Point annotation records:

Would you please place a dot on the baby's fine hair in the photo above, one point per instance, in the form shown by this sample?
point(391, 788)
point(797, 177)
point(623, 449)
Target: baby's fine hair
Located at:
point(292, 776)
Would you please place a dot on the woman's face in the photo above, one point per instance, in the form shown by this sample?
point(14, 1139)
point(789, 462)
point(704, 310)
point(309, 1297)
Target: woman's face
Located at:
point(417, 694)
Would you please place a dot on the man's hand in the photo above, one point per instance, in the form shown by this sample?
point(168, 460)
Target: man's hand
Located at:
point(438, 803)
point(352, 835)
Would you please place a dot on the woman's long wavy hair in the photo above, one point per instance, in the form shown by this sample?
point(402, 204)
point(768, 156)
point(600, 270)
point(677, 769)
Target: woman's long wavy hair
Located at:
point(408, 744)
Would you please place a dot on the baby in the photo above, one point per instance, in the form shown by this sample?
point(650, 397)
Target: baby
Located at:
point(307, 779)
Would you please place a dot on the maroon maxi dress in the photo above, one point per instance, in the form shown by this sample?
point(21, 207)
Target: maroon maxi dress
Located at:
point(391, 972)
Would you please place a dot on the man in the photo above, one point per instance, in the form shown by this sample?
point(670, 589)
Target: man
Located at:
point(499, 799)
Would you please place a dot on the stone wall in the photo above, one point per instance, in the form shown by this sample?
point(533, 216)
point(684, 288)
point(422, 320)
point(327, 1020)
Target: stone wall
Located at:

◆ TASK DIRECTIONS ◆
Reproduce all of the lines above word for word, leaving out none of them.

◆ RESPONSE TO THIS EXERCISE ◆
Would you please place a dot on the baby's fine hair in the photo above, one point per instance, in the form shown by this sample?
point(391, 788)
point(797, 177)
point(623, 449)
Target: baby's fine hair
Located at:
point(292, 776)
Would you please place a dot on the woman's face in the photo above, one point per instance, in the form shown by this sample?
point(14, 1139)
point(789, 462)
point(704, 310)
point(309, 1297)
Target: woman's face
Located at:
point(417, 694)
Would you please place a dot on the man's hand in the photo above, one point per instance, in the form shown by this sample?
point(168, 460)
Target: man's hand
Located at:
point(438, 803)
point(352, 835)
Would you please place a dot on the woman's long wavy hair in the photo above, one point per instance, in the form shown by this sample?
point(402, 204)
point(768, 156)
point(600, 270)
point(677, 769)
Target: woman's long wavy hair
Located at:
point(408, 744)
Would you please place a dot on the baby in the photo above, one point per instance, in the form shown by this sample?
point(650, 397)
Target: baby
Located at:
point(307, 779)
Would you please place a dot on the maroon maxi dress in the photo above, one point per instance, in the form shown by this sample?
point(21, 207)
Target: maroon maxi dress
Located at:
point(391, 972)
Would you please place a dot on the man in the photo above, one point per instance, in the form shown by this sample?
point(670, 589)
Target: man
Located at:
point(499, 799)
Would you please place a dot on the stone wall in the photo above, one point per instance, in the form shown by this sample?
point(533, 216)
point(684, 288)
point(422, 320)
point(327, 1020)
Target: stone wall
Located at:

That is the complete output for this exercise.